» ACTIVITY
Search the data below for the line containing "point: short black", then please set down that line and all remaining ones exactly as written.

EXERCISE INPUT START

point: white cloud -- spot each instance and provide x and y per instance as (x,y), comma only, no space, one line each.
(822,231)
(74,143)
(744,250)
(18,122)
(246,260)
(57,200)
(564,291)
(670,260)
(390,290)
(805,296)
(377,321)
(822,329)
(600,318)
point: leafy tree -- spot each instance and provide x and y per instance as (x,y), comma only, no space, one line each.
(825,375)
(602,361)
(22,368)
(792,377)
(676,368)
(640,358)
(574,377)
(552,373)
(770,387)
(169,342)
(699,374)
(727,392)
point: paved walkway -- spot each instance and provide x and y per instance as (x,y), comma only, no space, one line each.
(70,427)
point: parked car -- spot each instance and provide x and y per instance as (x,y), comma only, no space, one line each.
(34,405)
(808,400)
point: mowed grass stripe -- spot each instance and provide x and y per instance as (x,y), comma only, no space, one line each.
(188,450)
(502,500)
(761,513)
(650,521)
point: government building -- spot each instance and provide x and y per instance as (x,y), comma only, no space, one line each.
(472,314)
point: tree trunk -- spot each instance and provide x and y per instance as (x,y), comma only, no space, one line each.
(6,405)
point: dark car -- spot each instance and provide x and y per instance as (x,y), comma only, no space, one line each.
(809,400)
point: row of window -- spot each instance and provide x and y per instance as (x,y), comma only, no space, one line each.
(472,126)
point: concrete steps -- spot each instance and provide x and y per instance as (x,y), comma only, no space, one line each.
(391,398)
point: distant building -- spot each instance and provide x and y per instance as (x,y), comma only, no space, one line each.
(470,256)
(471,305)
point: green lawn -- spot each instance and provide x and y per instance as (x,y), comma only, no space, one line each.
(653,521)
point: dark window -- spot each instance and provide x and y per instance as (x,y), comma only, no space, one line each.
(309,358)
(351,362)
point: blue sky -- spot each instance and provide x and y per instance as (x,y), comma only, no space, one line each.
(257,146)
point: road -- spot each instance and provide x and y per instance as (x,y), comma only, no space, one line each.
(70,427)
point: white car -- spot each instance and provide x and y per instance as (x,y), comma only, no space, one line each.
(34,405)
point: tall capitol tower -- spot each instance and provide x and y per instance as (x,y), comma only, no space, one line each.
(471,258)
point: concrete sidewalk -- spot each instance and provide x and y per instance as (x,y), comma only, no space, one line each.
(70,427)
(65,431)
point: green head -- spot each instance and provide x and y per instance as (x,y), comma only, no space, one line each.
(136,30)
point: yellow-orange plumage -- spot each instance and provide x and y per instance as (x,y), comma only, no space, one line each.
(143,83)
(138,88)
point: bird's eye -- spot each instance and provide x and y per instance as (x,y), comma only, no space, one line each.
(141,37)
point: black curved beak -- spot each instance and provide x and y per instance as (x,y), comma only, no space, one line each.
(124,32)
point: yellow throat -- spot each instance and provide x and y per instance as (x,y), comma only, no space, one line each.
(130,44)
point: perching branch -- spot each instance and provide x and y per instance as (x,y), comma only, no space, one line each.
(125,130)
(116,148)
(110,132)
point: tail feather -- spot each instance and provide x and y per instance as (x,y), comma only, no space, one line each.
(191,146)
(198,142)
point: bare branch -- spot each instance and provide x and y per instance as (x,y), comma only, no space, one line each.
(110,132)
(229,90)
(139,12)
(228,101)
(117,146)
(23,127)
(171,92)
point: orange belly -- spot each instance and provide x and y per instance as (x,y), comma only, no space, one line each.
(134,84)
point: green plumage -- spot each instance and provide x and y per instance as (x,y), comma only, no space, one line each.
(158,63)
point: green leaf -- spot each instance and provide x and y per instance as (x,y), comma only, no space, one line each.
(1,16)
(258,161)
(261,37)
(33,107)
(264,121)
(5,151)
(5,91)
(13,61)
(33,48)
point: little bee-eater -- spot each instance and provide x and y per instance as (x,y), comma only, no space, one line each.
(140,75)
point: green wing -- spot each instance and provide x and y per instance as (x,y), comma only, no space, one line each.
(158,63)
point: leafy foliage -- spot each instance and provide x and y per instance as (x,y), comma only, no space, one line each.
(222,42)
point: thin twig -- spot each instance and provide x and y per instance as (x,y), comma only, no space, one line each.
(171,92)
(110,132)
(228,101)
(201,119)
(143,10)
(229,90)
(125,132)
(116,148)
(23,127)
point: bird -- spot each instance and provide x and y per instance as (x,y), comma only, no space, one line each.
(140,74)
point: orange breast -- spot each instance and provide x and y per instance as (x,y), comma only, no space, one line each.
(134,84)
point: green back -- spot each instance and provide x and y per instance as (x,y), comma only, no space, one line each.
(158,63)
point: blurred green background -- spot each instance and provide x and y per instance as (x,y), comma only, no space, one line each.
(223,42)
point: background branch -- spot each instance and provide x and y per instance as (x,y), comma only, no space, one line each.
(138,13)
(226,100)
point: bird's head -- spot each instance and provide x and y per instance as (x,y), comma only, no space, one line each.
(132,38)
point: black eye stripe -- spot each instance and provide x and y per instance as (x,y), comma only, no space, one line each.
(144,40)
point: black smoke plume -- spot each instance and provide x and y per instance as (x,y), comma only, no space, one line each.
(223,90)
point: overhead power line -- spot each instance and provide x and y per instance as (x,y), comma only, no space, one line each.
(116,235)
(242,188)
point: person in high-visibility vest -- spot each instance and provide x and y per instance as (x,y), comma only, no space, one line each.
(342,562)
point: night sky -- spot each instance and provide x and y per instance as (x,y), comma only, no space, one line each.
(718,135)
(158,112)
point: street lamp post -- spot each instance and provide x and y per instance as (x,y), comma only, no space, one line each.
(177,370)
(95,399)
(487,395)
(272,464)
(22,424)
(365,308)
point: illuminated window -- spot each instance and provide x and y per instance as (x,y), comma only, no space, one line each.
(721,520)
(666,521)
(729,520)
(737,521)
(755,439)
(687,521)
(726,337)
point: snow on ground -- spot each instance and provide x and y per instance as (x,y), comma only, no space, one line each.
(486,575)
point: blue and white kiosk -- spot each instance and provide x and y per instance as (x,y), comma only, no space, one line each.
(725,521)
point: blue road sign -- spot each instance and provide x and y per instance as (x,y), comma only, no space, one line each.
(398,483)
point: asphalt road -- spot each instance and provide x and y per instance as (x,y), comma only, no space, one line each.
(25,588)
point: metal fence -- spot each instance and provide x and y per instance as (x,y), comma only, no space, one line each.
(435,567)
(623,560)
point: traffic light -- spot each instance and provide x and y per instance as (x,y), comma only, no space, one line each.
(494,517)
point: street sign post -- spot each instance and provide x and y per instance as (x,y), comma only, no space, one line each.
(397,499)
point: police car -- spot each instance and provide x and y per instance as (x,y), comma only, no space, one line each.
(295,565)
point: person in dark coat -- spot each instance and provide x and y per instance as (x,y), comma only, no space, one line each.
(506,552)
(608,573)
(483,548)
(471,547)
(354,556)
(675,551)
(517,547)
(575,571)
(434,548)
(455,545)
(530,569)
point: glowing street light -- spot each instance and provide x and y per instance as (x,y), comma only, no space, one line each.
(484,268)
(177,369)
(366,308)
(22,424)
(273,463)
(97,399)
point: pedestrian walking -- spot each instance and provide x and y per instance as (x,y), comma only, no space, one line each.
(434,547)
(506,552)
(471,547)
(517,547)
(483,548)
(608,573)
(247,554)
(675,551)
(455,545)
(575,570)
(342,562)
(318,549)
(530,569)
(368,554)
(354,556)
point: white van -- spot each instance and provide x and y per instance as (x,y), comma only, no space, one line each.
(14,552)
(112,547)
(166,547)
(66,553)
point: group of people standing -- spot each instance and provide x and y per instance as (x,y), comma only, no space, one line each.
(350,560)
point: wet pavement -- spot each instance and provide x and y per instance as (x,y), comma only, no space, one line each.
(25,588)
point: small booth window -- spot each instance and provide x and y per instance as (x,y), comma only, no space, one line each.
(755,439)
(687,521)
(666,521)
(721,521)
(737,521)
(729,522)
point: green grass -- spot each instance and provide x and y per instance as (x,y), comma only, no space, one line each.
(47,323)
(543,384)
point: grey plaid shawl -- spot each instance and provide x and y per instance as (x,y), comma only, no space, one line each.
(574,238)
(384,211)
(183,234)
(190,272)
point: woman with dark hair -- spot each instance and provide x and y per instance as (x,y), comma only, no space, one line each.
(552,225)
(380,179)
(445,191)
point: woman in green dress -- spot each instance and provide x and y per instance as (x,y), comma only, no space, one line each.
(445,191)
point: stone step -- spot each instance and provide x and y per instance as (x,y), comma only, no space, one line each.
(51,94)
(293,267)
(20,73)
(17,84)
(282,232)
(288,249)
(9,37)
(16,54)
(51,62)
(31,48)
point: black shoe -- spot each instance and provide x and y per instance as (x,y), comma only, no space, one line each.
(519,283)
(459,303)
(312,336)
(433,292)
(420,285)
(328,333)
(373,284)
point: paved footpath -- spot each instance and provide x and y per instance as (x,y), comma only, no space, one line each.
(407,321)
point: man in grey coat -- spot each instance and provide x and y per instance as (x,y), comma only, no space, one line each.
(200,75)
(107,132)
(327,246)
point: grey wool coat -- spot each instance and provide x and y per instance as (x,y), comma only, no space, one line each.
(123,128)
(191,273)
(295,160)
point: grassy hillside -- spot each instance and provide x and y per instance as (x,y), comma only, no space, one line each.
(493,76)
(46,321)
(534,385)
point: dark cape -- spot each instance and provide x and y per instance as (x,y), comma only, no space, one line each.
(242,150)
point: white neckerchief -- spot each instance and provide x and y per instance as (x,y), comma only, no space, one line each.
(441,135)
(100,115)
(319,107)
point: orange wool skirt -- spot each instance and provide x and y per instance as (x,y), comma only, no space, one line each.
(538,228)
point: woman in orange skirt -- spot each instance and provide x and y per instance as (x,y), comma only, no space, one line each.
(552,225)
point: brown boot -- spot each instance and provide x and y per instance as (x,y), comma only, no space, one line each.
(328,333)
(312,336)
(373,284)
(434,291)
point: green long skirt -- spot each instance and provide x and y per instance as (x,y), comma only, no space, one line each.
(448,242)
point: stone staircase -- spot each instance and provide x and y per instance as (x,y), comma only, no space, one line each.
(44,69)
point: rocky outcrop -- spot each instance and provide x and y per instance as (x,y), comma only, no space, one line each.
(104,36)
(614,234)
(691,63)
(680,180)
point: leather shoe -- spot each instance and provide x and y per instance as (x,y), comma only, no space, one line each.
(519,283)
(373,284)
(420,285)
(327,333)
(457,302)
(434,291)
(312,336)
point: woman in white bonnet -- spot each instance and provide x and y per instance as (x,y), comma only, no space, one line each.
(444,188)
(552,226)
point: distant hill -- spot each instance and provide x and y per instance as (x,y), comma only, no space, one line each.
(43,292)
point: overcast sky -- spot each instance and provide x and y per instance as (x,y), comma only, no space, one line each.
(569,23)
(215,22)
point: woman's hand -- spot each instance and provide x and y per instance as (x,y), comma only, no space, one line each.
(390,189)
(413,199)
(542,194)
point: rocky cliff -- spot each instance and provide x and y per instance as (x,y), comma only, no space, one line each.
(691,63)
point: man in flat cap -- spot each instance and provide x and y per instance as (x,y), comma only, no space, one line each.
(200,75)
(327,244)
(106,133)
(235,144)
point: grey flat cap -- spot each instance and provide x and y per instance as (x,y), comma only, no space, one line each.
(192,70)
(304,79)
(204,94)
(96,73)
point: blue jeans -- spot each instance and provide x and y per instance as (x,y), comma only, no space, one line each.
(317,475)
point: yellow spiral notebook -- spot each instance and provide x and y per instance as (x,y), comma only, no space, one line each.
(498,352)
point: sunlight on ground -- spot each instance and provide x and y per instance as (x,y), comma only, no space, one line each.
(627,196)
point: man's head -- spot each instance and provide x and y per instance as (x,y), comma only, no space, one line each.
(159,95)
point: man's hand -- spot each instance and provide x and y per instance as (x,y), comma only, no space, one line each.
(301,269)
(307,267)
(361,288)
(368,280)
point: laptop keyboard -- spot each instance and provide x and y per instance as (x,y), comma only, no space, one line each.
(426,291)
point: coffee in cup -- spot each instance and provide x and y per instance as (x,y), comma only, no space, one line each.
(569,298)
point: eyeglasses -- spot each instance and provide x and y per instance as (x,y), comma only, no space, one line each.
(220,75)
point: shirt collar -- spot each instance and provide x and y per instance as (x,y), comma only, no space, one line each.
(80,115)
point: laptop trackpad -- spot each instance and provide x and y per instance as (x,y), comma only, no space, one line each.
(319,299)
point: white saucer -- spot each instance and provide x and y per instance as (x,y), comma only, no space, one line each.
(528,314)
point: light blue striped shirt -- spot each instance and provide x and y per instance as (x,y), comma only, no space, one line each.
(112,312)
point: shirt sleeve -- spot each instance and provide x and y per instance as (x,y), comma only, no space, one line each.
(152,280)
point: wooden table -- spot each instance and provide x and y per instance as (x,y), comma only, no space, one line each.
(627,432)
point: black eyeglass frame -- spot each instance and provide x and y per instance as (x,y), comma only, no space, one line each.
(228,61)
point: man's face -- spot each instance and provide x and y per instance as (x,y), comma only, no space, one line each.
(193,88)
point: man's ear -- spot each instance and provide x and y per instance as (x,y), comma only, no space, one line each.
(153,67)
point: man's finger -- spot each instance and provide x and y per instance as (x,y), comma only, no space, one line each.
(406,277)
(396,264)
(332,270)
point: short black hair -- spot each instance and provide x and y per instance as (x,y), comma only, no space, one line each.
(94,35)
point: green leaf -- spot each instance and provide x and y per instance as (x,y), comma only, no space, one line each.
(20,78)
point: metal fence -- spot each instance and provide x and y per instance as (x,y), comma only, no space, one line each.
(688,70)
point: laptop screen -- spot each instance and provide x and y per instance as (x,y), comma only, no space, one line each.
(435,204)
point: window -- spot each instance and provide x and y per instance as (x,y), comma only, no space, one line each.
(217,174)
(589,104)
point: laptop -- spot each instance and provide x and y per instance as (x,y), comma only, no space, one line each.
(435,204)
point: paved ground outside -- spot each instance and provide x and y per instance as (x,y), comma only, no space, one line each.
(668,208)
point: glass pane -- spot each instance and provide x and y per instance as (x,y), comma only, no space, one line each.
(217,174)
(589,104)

EXERCISE INPUT END

» EXERCISE RESULT
point: short black hair -- spot each instance and provide x and y per instance as (x,y), comma only, no space, one line each.
(94,35)
point: green leaf -- spot each instance and provide x and y per instance as (x,y), comma only, no space, one line each.
(20,78)
point: metal fence -- spot each instance and provide x and y per instance as (x,y), comma only, no space, one line each.
(688,70)
point: laptop screen -- spot each instance and provide x and y per instance as (x,y), comma only, no space, one line each.
(435,204)
point: window -- spot each instance and provide x and y per instance as (x,y), comma only, no space, one line each.
(217,174)
(589,104)
point: laptop -- spot each instance and provide x and y per instance as (x,y), comma only, no space, one line each.
(435,204)
point: paved ground outside -- spot each instance and provide x and y per instance as (x,y), comma only, no space, one line each.
(668,208)
point: glass pane -- spot each instance and provide x and y per instance as (x,y), comma only, no space, one line each.
(217,174)
(589,104)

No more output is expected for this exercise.